[Exercise goal]:
Retype the material word for word.

[Supplied material]:
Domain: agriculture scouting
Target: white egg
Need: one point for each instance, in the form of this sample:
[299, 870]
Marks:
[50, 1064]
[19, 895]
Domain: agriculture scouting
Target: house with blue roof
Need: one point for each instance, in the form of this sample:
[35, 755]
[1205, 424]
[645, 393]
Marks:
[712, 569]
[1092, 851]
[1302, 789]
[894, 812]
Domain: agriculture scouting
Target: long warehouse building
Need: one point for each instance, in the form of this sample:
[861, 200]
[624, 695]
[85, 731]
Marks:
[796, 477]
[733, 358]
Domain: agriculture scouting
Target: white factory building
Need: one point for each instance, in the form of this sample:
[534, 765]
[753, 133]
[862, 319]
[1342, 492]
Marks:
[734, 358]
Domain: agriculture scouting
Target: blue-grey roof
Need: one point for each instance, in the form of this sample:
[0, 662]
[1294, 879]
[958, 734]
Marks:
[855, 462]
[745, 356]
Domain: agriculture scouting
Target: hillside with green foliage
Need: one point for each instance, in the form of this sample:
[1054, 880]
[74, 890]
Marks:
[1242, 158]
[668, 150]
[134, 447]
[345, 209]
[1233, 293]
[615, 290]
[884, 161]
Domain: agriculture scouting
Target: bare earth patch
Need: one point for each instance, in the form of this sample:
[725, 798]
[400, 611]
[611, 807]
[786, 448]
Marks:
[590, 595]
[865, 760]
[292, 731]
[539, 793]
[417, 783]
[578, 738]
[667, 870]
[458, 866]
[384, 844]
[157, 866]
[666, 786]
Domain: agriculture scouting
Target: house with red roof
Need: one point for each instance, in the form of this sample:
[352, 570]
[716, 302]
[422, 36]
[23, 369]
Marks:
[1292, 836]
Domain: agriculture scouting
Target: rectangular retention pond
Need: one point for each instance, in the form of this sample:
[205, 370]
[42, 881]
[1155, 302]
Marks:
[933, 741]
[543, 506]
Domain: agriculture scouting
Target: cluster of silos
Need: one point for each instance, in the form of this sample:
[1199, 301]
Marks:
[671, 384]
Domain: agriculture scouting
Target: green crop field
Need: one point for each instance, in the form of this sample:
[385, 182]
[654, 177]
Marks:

[Response]:
Domain: agriculture scouting
Target: white egg
Need: one point for each instance, in the form of this sample:
[299, 870]
Marks:
[50, 1064]
[19, 895]
Domain: agriculture scouting
Target: house with blue roof
Need: one point for each instance, in the form of this sample:
[35, 755]
[1205, 424]
[645, 393]
Marks:
[712, 569]
[1092, 851]
[1302, 789]
[894, 812]
Domain: agriculture scouting
Target: long warehouse building
Need: one point for each instance, in the form of this sample:
[861, 200]
[624, 695]
[85, 731]
Marks:
[796, 477]
[733, 358]
Domain: agriculture scouting
Target: white factory building
Need: one point for each instance, in the form of this sample:
[534, 765]
[753, 133]
[862, 319]
[1342, 492]
Marks:
[734, 358]
Domain: agriculture scouting
Target: blue-grey roof
Need: one point for each instance, in the form of this sample:
[0, 662]
[1294, 879]
[958, 734]
Marks:
[855, 462]
[745, 356]
Domain: agriculture scouting
Target: hillside with green foliage
Need: one point for each instance, in the form of this sample:
[1054, 880]
[74, 890]
Marks:
[1242, 158]
[668, 150]
[134, 447]
[345, 209]
[1233, 293]
[615, 290]
[884, 161]
Domain: agriculture scouting
Target: bare earth patch
Need: one point for each instance, in the form of this sample:
[725, 798]
[400, 611]
[611, 807]
[786, 448]
Marks:
[590, 595]
[865, 760]
[292, 731]
[539, 793]
[417, 783]
[578, 738]
[667, 870]
[458, 866]
[384, 844]
[157, 866]
[666, 786]
Domain: agriculture scouting
Target: house with red roof
Need: one point for each instance, in the form of this sample:
[352, 570]
[716, 302]
[422, 36]
[23, 369]
Marks:
[1292, 836]
Domain: agriculture scouting
Target: rectangular retention pond
Need: one point for each instance, in the form of this sample:
[205, 370]
[42, 881]
[1155, 302]
Marks:
[933, 741]
[543, 506]
Domain: agriculture scouting
Target: cluster of silos
Need: one point for each instance, in the form of this sample:
[1199, 301]
Marks:
[671, 384]
Domain: agriculture scouting
Target: green crop field
Need: one point for each instance, in the form of this sample:
[385, 182]
[654, 177]
Marks:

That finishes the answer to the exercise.